**Task requirements:** Rewrite every item below, replacing "Sample" with "Example" and leaving everything else unchanged. Leave the pictures out of your answer.
[start]
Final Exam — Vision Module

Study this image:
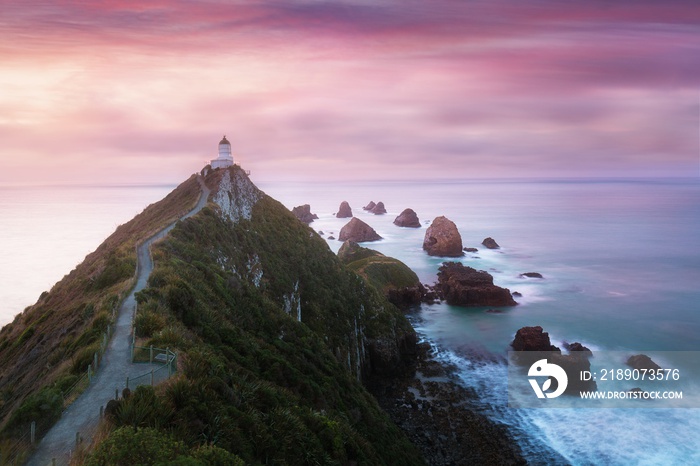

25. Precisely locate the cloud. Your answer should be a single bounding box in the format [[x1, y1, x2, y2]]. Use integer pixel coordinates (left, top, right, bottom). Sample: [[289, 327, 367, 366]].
[[0, 0, 700, 181]]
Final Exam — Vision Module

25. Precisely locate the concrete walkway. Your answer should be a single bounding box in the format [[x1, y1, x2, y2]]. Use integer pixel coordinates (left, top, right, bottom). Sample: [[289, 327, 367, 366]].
[[27, 177, 209, 466]]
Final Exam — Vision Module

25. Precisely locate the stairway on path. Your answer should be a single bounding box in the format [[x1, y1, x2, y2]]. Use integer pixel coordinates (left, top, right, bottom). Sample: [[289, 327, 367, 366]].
[[27, 176, 210, 466]]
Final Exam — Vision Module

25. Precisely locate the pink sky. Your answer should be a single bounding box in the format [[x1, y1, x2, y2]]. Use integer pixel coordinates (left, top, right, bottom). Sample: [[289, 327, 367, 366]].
[[0, 0, 700, 183]]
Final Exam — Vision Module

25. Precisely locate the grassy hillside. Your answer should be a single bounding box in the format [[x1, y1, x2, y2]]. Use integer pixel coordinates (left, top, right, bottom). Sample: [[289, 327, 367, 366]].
[[338, 241, 424, 308], [82, 168, 423, 465], [0, 176, 200, 439]]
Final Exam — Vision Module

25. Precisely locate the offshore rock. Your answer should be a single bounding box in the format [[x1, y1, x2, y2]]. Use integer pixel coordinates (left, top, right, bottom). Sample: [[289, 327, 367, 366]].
[[481, 236, 501, 249], [213, 169, 263, 223], [335, 201, 352, 218], [338, 217, 382, 243], [394, 209, 420, 228], [438, 262, 518, 307], [627, 354, 661, 371], [423, 216, 464, 257], [338, 241, 425, 309], [370, 201, 386, 215], [564, 341, 593, 356], [510, 325, 560, 351], [292, 204, 318, 223]]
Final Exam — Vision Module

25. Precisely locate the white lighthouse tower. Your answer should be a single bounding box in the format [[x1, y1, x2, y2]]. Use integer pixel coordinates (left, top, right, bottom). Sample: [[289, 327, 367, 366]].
[[211, 135, 233, 168]]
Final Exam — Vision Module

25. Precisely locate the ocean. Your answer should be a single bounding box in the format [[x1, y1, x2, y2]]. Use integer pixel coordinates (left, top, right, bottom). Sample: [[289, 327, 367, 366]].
[[0, 174, 700, 465]]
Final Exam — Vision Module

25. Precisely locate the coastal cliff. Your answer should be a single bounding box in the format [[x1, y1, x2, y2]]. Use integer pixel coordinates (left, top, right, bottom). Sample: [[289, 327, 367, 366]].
[[0, 167, 424, 464]]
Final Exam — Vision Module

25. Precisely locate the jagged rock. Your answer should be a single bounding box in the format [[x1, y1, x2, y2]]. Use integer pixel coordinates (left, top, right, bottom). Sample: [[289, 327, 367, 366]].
[[627, 354, 661, 371], [481, 236, 501, 249], [510, 325, 560, 351], [338, 241, 425, 309], [520, 272, 544, 278], [437, 262, 518, 306], [335, 201, 352, 218], [292, 204, 318, 223], [394, 209, 420, 228], [370, 201, 386, 215], [338, 217, 382, 243], [564, 341, 593, 356], [212, 168, 264, 223], [423, 216, 464, 257], [338, 240, 383, 265]]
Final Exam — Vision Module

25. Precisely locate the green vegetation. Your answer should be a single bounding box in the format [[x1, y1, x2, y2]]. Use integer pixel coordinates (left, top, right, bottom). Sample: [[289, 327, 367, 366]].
[[0, 177, 201, 444], [87, 168, 423, 465], [338, 241, 420, 294]]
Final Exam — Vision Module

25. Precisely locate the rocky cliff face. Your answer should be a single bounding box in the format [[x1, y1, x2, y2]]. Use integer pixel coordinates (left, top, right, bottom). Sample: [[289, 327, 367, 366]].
[[0, 166, 423, 465], [213, 169, 263, 223], [423, 217, 464, 257]]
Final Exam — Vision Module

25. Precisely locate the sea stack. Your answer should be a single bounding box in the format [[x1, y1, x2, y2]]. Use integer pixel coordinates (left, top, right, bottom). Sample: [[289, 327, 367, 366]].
[[292, 204, 318, 223], [437, 262, 518, 307], [370, 201, 386, 215], [423, 216, 464, 257], [335, 201, 352, 218], [338, 217, 382, 243], [394, 209, 420, 228]]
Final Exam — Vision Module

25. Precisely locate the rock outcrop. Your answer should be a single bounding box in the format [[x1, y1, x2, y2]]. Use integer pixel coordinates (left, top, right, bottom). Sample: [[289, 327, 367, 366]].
[[564, 341, 593, 355], [520, 272, 544, 278], [335, 201, 352, 218], [338, 241, 425, 309], [338, 217, 382, 243], [292, 204, 318, 224], [511, 326, 597, 395], [423, 216, 464, 257], [627, 354, 661, 371], [394, 209, 420, 228], [510, 325, 560, 351], [437, 262, 518, 306], [369, 201, 386, 215], [481, 236, 501, 249]]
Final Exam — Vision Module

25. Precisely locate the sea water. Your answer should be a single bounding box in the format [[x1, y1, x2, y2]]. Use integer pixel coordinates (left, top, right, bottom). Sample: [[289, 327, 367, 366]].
[[264, 180, 700, 465], [0, 174, 700, 464], [0, 184, 176, 326]]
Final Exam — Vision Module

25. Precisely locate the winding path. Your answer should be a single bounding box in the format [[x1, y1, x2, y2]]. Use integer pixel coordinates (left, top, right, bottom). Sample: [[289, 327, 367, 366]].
[[27, 176, 209, 466]]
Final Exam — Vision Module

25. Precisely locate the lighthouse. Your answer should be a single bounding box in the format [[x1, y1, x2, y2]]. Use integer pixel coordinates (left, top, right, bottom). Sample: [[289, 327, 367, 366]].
[[211, 135, 233, 168]]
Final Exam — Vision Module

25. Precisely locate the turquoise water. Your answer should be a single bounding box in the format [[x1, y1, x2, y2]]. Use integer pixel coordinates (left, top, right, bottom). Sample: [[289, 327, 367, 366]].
[[0, 175, 700, 464], [263, 180, 700, 465]]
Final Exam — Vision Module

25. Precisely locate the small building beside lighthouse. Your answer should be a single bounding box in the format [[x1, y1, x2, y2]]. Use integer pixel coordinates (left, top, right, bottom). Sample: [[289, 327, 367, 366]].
[[211, 135, 233, 168]]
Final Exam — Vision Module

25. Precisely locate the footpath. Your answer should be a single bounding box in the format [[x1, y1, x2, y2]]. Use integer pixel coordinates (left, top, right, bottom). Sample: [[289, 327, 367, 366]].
[[27, 177, 209, 466]]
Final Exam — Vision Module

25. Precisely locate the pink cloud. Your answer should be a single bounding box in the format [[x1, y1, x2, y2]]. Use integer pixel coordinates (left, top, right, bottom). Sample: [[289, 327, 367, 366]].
[[0, 1, 700, 181]]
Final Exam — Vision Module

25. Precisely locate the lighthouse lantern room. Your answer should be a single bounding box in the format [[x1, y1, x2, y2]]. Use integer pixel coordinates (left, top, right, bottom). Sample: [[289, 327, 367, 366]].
[[211, 135, 233, 168]]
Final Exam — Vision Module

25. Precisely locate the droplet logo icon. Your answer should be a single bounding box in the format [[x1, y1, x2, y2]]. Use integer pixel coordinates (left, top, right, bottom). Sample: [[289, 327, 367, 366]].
[[527, 359, 569, 398]]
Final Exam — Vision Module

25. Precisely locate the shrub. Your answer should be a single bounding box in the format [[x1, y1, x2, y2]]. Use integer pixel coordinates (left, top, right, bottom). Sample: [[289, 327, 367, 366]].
[[134, 310, 166, 338], [4, 387, 63, 432], [71, 344, 100, 374], [86, 427, 188, 466]]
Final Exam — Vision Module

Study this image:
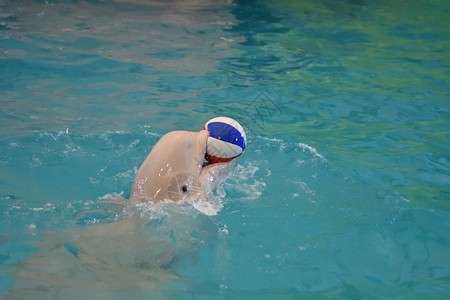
[end]
**Solution for this task:**
Final Exam — Vision Module

Study this image:

25. Precisely locate the cloud. Your answer should be a single bounding box in the format [[x1, y1, x2, y2]]. Use integer pixel coordinates (left, top, right, bottom). Example: [[289, 327, 367, 366]].
[[0, 0, 700, 181]]
Final Exam — Vision Module

25. Precisely locate the concrete walkway. Your answer should be a single bounding box in the format [[x1, y1, x2, y2]]. Use integer pixel coordinates (left, top, right, bottom). Example: [[289, 327, 367, 366]].
[[27, 177, 209, 466]]
Final Exam — Vision Module

25. Precisely locate the stairway on path. Your answer should be a single bounding box in the format [[x1, y1, x2, y2]]. Use integer pixel coordinates (left, top, right, bottom). Example: [[289, 327, 367, 366]].
[[27, 176, 210, 466]]
Final Exam — Vision Module

25. Precisely locate the pink sky. Your answer should be a single bounding box in the format [[x1, y1, x2, y2]]. Use integer pixel coordinates (left, top, right, bottom). Example: [[289, 327, 367, 366]].
[[0, 0, 700, 183]]
Final Exam — Vision Module

25. Precisely locate the grassy hillside. Your answer should be a single bounding box in the format [[x1, y1, x2, y2]]. Use integer pixel coordinates (left, top, right, bottom). Example: [[289, 327, 367, 366]].
[[338, 241, 424, 308], [82, 168, 423, 465], [0, 176, 200, 439]]
Final Exam — Vision Module

25. Precisely locate the offshore rock. Your answer should be a single bounding box in the format [[x1, y1, x2, y2]]. Use integer pixel coordinates (left, top, right, bottom). Example: [[289, 327, 367, 366]].
[[481, 236, 501, 249], [213, 169, 263, 223], [335, 201, 352, 218], [338, 217, 382, 243], [394, 209, 420, 228], [438, 262, 518, 307], [627, 354, 661, 371], [423, 216, 464, 257], [338, 241, 425, 309], [370, 201, 386, 215], [564, 341, 593, 356], [510, 325, 560, 351], [292, 204, 318, 223]]
Final Exam — Vision Module

25. Precisely locate the white lighthouse tower. Your answer should be a single bounding box in the format [[x1, y1, x2, y2]]. Use integer pixel coordinates (left, top, right, bottom). Example: [[289, 327, 367, 366]].
[[211, 135, 233, 168]]
Final Exam — Vision Module

25. Precisely locate the ocean. Your answer should be a single bounding box in the format [[x1, y1, x2, y2]]. Use integer pixel coordinates (left, top, right, bottom). Example: [[289, 327, 367, 366]].
[[0, 174, 700, 465]]
Final Exam — Vision Module

25. Precisely locate the coastal cliff. Your answer should be a single bounding box in the format [[x1, y1, x2, y2]]. Use integer pixel coordinates (left, top, right, bottom). Example: [[289, 327, 367, 366]].
[[0, 167, 424, 464]]
Final Exam — Vision Module

25. Precisely locate the jagged rock. Your answer should be a single bounding box in the format [[x1, y1, x2, y2]]. Use integer pixel coordinates (left, top, right, bottom). Example: [[289, 327, 367, 366]].
[[627, 354, 661, 371], [481, 236, 501, 249], [510, 325, 560, 351], [338, 241, 425, 309], [520, 272, 544, 278], [437, 262, 518, 306], [335, 201, 352, 218], [292, 204, 318, 223], [394, 209, 420, 228], [370, 201, 386, 215], [338, 217, 382, 243], [564, 341, 593, 356], [212, 168, 264, 223], [423, 216, 464, 257], [338, 240, 383, 265]]
Final Exam — Vision Module

25. Precisely locate the green vegetation. Your answer should be a single bounding box in the format [[x1, y1, x2, y2]]. Use integer pixel coordinates (left, top, right, bottom). Example: [[289, 327, 367, 366]].
[[0, 177, 201, 444], [87, 168, 423, 465], [338, 241, 420, 294]]
Final Exam — Vision Module

25. Precisely locate the rocky cliff face. Your answer should be a single bounding box in the format [[x1, y1, x2, y2]]. Use integer pixel coordinates (left, top, right, bottom). Example: [[289, 327, 367, 366]].
[[0, 166, 423, 465], [213, 169, 263, 223], [423, 217, 464, 257]]
Final Exam — Vision Module

25. Precisely locate the sea stack. Your answer should be a single bounding box in the format [[x1, y1, x2, y2]]. Use integer pixel coordinates (left, top, right, bottom). Example: [[289, 327, 367, 366]].
[[292, 204, 318, 223], [437, 262, 518, 307], [370, 201, 386, 215], [423, 216, 464, 257], [335, 201, 352, 218], [338, 217, 382, 243], [394, 209, 420, 228]]
Final Exam — Vision Module

25. Precisely locate the rock outcrop. Your answer should be a single bounding box in the format [[x1, y1, x2, y2]]. Use integer pixel coordinates (left, top, right, bottom). Example: [[289, 327, 367, 366]].
[[564, 341, 593, 355], [520, 272, 544, 278], [335, 201, 352, 218], [338, 241, 425, 309], [338, 217, 382, 243], [292, 204, 318, 224], [511, 326, 597, 395], [423, 216, 464, 257], [627, 354, 661, 371], [394, 209, 420, 228], [510, 325, 560, 351], [437, 262, 518, 306], [369, 201, 386, 215], [481, 236, 501, 249]]
Final Exam — Vision Module

25. Precisely locate the sea water. Your answer should be a single bounding box in the format [[x1, y1, x2, y2]]. Use integer pixel coordinates (left, top, right, bottom). Example: [[289, 327, 367, 366]].
[[264, 180, 700, 465], [0, 174, 700, 464], [0, 184, 176, 326]]
Final Exam — Vision Module

25. Precisely locate the winding path. Your answer should be a single bounding box in the format [[x1, y1, x2, y2]]. Use integer pixel coordinates (left, top, right, bottom). Example: [[289, 327, 367, 366]].
[[27, 176, 209, 466]]
Final Exam — Vision Module

25. Precisely locate the lighthouse. Your answer should be a single bounding box in the format [[x1, y1, x2, y2]]. Use integer pixel coordinates (left, top, right, bottom). Example: [[289, 327, 367, 366]].
[[211, 135, 233, 168]]
Final Exam — Vision Module

25. Precisely locate the turquoise water. Your answer should be a single bounding box in the format [[x1, y1, x2, y2]]. Use integer pixel coordinates (left, top, right, bottom). Example: [[289, 327, 367, 366]].
[[0, 175, 700, 464], [263, 180, 700, 465]]
Final Exam — Vision Module

25. Precisely locate the small building beside lighthouse. Your answer should be a single bounding box in the format [[x1, y1, x2, y2]]. Use integer pixel coordinates (left, top, right, bottom). Example: [[289, 327, 367, 366]].
[[211, 135, 233, 168]]
Final Exam — Vision Module

25. Precisely locate the footpath. Your answer should be a single bounding box in the format [[x1, y1, x2, y2]]. Use integer pixel coordinates (left, top, right, bottom). Example: [[289, 327, 367, 366]].
[[27, 177, 209, 466]]
Final Exam — Vision Module

25. Precisely locate the pink cloud. Your answer should be a single bounding box in the format [[x1, y1, x2, y2]]. Use integer pixel coordinates (left, top, right, bottom). Example: [[289, 327, 367, 366]].
[[0, 1, 700, 181]]
Final Exam — Vision Module

25. Precisely locate the lighthouse lantern room. Your answer should be a single bounding box in the format [[x1, y1, x2, y2]]. Use integer pixel coordinates (left, top, right, bottom). Example: [[289, 327, 367, 366]].
[[211, 135, 233, 168]]
Final Exam — Vision Module

25. Precisely locate the droplet logo icon. Your answer should be a single bounding box in the format [[x1, y1, x2, y2]]. Use integer pixel coordinates (left, top, right, bottom). Example: [[289, 327, 367, 366]].
[[527, 359, 569, 398]]
Final Exam — Vision Module

25. Precisely locate the shrub. Your answer should be a single bounding box in the format [[x1, y1, x2, y2]]. Use integer pixel coordinates (left, top, right, bottom). Example: [[289, 327, 367, 366]].
[[134, 310, 166, 338], [4, 387, 63, 432], [71, 344, 100, 374], [86, 427, 188, 466]]
Final Exam — Vision Module

Study this image:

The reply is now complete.